--- Start ---

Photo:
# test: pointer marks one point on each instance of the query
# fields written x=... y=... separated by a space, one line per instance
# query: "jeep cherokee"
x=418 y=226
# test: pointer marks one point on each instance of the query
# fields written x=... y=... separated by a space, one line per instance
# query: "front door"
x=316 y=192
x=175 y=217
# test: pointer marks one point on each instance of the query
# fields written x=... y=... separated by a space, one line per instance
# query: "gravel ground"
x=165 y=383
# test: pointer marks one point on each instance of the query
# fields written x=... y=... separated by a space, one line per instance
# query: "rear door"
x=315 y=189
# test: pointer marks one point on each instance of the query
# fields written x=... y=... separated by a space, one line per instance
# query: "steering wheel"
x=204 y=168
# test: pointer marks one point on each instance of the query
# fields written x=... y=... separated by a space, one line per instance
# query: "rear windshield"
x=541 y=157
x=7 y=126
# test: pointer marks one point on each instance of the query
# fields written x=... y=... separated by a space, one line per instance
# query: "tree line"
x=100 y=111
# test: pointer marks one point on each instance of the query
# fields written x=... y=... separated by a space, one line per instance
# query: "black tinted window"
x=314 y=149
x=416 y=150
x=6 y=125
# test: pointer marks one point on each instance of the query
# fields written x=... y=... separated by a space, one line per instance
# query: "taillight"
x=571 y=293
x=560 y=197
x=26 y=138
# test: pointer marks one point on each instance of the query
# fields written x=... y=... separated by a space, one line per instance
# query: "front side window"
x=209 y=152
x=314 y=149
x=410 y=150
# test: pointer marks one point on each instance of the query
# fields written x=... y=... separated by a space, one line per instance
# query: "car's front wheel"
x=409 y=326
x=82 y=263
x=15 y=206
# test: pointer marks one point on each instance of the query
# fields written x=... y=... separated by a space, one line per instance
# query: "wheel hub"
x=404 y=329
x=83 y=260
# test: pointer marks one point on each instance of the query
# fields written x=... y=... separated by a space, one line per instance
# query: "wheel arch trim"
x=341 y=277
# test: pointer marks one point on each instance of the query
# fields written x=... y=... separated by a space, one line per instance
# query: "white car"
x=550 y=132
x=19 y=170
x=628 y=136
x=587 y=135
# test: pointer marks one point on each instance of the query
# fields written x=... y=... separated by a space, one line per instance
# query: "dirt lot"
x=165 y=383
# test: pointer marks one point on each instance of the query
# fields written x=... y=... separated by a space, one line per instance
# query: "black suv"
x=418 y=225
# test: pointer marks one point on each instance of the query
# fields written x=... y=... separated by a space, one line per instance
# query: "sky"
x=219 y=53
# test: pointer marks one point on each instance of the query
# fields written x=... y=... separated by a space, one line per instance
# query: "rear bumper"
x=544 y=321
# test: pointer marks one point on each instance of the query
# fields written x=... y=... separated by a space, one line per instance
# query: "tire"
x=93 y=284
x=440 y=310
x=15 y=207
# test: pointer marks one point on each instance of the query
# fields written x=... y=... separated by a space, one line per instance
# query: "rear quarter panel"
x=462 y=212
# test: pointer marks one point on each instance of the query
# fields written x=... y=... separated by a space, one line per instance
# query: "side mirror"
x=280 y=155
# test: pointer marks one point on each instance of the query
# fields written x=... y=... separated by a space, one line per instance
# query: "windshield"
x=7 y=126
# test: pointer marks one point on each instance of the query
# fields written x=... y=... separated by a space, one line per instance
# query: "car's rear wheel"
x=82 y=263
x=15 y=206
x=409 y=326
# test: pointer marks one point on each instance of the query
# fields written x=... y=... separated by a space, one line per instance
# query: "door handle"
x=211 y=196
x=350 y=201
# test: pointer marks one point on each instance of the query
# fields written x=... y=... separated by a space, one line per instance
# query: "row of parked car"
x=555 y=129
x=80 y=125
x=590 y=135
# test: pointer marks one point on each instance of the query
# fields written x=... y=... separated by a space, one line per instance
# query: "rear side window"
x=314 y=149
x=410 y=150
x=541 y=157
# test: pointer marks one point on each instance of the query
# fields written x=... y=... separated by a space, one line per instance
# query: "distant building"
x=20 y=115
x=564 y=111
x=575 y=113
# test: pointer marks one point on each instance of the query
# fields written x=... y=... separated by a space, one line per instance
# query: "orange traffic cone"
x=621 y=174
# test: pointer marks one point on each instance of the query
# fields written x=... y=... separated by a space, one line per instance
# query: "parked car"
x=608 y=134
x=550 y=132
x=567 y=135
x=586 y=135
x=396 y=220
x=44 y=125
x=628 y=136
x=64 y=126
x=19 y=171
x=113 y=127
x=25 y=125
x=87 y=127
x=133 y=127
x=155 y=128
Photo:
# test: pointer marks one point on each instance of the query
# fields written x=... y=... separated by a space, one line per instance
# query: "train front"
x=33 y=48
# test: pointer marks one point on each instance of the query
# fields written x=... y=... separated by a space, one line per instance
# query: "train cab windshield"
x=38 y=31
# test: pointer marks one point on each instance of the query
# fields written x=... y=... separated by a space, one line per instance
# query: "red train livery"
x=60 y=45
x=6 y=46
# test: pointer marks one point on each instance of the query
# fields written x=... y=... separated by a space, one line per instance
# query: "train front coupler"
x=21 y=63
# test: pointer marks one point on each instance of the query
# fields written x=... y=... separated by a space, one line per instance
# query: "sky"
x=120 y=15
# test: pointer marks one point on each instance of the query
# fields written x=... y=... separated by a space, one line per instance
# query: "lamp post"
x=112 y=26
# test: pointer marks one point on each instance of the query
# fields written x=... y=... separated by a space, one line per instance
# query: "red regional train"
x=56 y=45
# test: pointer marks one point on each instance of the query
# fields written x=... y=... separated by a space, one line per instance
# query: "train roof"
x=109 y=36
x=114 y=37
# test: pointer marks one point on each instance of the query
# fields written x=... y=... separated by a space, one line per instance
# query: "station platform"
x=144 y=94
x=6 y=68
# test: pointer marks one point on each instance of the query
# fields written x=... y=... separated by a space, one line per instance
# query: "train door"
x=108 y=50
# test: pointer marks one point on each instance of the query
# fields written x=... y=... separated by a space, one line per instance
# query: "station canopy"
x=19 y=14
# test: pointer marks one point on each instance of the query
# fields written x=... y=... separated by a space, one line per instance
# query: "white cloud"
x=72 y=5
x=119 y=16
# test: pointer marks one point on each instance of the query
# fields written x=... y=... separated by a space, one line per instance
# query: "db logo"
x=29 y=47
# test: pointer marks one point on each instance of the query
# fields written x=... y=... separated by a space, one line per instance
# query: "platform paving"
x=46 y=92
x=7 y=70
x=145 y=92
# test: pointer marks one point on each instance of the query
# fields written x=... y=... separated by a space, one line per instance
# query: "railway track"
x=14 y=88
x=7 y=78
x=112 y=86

--- End ---

### INSTRUCTION
Reproduce the lines above verbatim, beginning with the very first line and continuing through the line that contains "x=418 y=226".

### SOLUTION FOR THIS PROBLEM
Photo:
# test: pointer marks one point on each instance of the query
# fields written x=... y=... separated by a space, one line per instance
# query: "jeep cherokee"
x=418 y=226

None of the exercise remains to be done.